**EXCERPT TO READ:**

****************************************

# Set up a Walstad-style shrimp bowl today... livestock to follow



## leafythegreat (Aug 17, 2012)

Inspired by a bit of reading from _Ecology of the Planted Aquarium_, I decided to use some leftover gravel and some soil to set up my own Walstad-style shrimp bowl, to be filled with native shrimp and possibly a few more native plants...










Details:
Tank
1 gallon Anchor Hocking bowl. $6 at Walmart.

Substrate 
MiracleGro Organic Potting Soil. $4 at Walmart for an 8 qt bag. Hardly any used.


I "washed" this stuff first. I mixed handfuls thoroughly with two gallons of water, allowed it to settle, and took only what had sunk. Figured it would be easier than picking out the floating bits later.
Natural river rock gravel, leftovers from 8g. Otherwise $5 for 5 lb at PetCo.

Lighting
El cheapo clamp-on desk lamp with a 26W CFL. $2.50 at the flea market. Minimal heat, minimal cost, lots of light. (26W/gallon! Phew!)

****************************************

**PROVIDED MATERIAL:**
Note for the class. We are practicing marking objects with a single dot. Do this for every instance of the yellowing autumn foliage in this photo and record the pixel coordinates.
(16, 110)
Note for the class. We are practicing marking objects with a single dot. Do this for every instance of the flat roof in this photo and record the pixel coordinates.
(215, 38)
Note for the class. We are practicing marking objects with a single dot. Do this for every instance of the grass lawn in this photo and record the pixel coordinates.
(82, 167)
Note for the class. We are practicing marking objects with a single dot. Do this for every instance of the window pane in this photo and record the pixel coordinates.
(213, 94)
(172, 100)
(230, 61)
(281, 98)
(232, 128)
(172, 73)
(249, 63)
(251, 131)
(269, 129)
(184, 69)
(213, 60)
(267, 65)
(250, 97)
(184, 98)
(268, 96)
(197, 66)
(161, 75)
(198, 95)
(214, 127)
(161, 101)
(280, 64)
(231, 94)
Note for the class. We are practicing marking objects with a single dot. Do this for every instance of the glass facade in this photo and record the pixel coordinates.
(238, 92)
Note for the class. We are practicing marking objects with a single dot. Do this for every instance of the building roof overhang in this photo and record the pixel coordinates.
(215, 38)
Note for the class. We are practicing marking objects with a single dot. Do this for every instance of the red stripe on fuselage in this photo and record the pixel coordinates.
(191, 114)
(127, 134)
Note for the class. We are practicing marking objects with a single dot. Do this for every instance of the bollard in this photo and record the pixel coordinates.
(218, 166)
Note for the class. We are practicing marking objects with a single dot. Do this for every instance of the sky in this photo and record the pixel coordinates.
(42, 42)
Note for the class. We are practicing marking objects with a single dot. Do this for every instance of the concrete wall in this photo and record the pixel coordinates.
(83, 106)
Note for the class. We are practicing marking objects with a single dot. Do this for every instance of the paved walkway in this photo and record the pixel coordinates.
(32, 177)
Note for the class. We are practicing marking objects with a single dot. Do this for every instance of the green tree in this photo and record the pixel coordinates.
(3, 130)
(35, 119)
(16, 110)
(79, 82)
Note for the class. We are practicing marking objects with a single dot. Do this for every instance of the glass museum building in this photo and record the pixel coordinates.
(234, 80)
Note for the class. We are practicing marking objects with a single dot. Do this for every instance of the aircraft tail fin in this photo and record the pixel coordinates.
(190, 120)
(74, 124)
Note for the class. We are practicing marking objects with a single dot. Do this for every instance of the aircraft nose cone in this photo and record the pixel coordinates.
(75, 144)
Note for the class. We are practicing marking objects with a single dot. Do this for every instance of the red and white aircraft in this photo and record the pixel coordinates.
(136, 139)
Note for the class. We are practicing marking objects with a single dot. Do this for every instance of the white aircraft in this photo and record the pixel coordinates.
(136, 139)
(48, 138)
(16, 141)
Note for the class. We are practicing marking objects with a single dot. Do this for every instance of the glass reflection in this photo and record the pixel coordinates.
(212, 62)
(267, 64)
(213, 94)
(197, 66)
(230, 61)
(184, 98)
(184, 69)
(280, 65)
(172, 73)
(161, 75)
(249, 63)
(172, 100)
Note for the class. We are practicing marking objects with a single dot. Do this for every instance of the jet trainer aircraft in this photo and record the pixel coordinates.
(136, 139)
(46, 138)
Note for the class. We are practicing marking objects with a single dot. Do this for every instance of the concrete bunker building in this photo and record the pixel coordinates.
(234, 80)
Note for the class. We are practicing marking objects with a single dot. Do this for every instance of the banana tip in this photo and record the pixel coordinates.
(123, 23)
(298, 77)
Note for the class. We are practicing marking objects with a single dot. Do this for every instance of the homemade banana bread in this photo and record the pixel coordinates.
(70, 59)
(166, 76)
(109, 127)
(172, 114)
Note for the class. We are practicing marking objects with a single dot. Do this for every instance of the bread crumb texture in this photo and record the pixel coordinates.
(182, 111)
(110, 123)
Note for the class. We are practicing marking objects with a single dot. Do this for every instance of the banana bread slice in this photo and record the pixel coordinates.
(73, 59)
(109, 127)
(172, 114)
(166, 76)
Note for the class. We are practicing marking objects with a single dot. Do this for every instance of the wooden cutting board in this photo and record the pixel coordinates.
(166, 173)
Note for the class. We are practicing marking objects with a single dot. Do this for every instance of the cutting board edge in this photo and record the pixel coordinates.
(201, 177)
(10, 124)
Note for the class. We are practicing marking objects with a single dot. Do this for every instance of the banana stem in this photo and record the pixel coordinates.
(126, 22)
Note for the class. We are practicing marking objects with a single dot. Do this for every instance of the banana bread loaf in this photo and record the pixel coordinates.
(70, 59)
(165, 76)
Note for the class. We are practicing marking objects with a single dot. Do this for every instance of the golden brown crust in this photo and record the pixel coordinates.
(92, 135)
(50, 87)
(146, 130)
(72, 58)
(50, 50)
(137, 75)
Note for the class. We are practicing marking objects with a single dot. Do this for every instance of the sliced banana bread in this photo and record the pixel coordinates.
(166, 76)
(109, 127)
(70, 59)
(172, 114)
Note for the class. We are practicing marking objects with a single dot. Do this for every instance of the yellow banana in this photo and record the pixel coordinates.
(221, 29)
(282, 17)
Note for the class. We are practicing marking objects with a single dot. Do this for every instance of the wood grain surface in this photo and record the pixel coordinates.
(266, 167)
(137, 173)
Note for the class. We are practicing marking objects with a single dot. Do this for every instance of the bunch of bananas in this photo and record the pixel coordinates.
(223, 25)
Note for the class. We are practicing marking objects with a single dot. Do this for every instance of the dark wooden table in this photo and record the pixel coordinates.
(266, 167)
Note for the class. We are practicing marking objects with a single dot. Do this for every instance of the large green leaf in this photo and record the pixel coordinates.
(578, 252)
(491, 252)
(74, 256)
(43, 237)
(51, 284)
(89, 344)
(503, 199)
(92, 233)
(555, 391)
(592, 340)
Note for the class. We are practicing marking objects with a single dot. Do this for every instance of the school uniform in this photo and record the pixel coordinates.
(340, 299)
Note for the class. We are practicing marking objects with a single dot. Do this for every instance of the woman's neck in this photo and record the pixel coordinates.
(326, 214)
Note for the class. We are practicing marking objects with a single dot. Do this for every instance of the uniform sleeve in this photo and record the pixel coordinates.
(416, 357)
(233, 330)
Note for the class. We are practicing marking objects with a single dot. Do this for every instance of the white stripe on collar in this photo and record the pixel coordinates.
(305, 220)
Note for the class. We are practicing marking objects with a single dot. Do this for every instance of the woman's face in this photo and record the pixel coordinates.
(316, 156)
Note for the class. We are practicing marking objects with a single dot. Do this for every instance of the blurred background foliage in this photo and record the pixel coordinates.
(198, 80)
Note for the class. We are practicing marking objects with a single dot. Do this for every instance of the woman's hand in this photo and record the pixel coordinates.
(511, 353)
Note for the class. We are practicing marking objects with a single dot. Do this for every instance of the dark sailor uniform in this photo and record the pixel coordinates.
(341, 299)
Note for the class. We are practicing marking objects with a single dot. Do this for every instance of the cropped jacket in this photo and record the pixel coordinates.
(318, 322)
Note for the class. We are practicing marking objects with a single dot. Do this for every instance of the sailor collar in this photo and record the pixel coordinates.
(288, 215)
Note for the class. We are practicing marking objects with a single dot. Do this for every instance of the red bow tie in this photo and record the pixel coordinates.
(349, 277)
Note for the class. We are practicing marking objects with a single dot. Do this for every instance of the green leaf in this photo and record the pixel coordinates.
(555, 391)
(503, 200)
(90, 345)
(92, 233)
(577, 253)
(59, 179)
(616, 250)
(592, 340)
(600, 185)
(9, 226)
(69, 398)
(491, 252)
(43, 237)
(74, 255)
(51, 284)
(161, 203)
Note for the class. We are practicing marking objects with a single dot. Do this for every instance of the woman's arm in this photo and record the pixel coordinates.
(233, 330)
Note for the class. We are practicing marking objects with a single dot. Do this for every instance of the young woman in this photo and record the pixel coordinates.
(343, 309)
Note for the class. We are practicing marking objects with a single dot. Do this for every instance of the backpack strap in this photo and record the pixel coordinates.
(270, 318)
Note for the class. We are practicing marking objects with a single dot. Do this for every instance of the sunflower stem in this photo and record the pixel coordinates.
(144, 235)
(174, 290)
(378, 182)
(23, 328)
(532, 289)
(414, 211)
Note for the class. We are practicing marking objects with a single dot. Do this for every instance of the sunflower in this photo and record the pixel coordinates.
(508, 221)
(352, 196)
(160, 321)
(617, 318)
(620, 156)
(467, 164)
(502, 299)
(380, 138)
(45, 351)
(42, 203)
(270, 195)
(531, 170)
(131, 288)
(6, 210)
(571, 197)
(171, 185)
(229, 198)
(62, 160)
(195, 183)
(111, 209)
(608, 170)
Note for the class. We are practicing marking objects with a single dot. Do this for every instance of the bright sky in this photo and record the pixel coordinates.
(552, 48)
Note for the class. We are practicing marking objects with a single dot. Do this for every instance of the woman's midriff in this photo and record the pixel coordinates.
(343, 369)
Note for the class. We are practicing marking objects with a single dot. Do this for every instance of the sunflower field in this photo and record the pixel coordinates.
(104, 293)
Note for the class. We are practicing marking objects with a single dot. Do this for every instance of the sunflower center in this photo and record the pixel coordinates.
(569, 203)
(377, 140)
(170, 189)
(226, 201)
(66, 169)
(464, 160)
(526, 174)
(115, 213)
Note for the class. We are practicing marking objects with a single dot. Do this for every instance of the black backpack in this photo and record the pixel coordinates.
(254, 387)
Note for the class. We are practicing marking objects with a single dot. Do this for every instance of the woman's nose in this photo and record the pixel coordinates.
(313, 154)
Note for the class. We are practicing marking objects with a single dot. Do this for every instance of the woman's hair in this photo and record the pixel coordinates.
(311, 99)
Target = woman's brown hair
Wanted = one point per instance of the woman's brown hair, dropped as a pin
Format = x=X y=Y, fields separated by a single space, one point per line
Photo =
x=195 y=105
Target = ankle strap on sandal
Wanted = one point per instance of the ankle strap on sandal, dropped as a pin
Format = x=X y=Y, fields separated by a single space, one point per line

****************************************

**TO DO:**
1/ Rewrite the paragraph of the shrimp bowl post that begins "Inspired by a bit of reading" as one shorter sentence that keeps its main facts.
2/ Write a continuation of the shrimp bowl post, starting after its last sentence.
The records were drawn from a different source.

**ANSWERS TO THE TASKS:**
1/ After reading *Ecology of the Planted Aquarium*, I used leftover gravel and some soil to start a Walstad-style shrimp bowl meant for native shrimp and perhaps a few more native plants.

2/
Organisms
_Hygrophila __costata_


Collected this from a pond on campus. My professor told me that the edges were weeded every few months. Well, that was all the permission I needed. I then proceeded to walk across campus with a handful of weeds. Got plenty of strange looks, but I hope they'll be beautiful and lively in my bowl. Probably going to add some more once I have time to walk down to the pond again, and this time I'll be prepared with my bucket so I can grab even more!
_Palaemonetes sp? - _Ghost shrimp


These guys aren't in the bowl yet. I'm going to give the plants a little while to settle in, then add them. I didn't know until pretty recently that ghost shrimp were native to my region! Cool!
Still hoping to add some floating plants once I can find some. Might be time for a trip to the local state park. Any suggestions from this page? I've heard duckweed is good, but the water fern is really pretty, too.


Overall really pleased with this little guy. I'm excited to watch the plants grow in and take over the bowl.

EDIT: Probably not a good idea to leave the windows open and the lamp on at night. Being attacked by moths who left the lamp as soon as I turned it off and are now discovering the lovely glow of my laptop screen...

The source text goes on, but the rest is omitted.